## Stated task
Reproduce these lines verbatim, everything from the line containing "A single point marks each instance of the teal velvet" down to the line containing "<point>694,47</point>", both included, and output nothing else.

## Pointing dataset data
◇ ◇ ◇ ◇ ◇ ◇ ◇

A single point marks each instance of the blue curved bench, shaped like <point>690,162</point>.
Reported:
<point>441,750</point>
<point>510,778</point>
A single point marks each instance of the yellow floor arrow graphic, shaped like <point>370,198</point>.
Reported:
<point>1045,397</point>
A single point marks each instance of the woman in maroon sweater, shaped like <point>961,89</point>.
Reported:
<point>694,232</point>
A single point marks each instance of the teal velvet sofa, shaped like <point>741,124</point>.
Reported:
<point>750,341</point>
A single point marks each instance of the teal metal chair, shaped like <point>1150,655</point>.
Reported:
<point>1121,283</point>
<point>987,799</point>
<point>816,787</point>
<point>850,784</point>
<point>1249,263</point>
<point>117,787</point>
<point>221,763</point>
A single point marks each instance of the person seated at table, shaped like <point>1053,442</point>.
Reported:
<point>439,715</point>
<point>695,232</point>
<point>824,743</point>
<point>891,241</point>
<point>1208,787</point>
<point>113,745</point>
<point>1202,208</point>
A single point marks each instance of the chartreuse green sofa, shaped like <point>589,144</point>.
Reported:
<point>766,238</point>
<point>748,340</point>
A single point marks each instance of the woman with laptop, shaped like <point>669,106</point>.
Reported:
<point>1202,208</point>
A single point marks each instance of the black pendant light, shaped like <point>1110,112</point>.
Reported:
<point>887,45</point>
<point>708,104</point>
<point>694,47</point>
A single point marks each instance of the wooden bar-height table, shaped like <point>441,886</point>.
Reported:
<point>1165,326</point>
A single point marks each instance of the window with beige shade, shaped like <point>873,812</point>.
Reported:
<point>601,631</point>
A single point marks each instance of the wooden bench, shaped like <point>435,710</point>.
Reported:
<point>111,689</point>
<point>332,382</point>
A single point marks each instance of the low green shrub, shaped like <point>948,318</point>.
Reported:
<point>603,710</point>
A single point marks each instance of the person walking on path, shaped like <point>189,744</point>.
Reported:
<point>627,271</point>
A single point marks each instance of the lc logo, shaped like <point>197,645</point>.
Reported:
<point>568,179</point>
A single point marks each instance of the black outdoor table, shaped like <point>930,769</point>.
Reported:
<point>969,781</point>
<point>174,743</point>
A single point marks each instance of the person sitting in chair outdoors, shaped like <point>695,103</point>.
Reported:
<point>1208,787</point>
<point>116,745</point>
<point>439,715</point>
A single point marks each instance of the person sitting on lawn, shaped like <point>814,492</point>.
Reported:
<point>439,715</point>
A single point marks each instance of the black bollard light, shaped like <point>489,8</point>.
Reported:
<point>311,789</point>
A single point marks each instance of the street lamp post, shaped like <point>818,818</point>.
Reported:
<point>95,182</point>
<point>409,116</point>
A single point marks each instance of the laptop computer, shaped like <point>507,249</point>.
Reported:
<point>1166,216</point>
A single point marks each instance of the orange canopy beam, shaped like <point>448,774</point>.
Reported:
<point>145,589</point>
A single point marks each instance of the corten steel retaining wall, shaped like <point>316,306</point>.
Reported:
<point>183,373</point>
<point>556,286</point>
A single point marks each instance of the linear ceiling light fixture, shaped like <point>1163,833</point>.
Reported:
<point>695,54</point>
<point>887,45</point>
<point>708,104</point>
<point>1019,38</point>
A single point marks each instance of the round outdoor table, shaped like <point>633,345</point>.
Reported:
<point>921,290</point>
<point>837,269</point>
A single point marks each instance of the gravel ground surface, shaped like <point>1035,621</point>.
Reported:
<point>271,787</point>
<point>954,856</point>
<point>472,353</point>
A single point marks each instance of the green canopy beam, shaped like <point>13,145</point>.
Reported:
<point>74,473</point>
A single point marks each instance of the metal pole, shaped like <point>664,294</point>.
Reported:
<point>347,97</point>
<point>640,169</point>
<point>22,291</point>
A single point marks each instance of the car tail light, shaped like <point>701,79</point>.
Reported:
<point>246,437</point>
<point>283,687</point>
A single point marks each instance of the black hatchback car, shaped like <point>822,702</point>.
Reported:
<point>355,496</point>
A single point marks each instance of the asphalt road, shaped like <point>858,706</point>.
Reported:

◇ ◇ ◇ ◇ ◇ ◇ ◇

## Result below
A single point marks each instance of the teal velvet sofa, shaped like <point>741,124</point>.
Reported:
<point>750,341</point>
A single point marks each instance of the teal metal chair, shaped like <point>1150,655</point>.
Reported:
<point>1121,283</point>
<point>987,799</point>
<point>816,787</point>
<point>850,784</point>
<point>1249,263</point>
<point>117,787</point>
<point>221,763</point>
A single point marks each instance of the person seated at table, shaped like <point>1053,442</point>.
Reported:
<point>439,715</point>
<point>695,232</point>
<point>824,743</point>
<point>891,241</point>
<point>1208,787</point>
<point>113,745</point>
<point>1202,208</point>
A single point marks each instance of the chartreuse green sofa, shaped like <point>589,144</point>.
Reported:
<point>766,238</point>
<point>748,340</point>
A single point marks each instance of the woman with laptop, shaped like <point>669,106</point>.
Reported:
<point>1202,208</point>
A single point marks each instance of the black pendant light, shaped like <point>1110,112</point>.
Reported:
<point>887,45</point>
<point>708,104</point>
<point>694,47</point>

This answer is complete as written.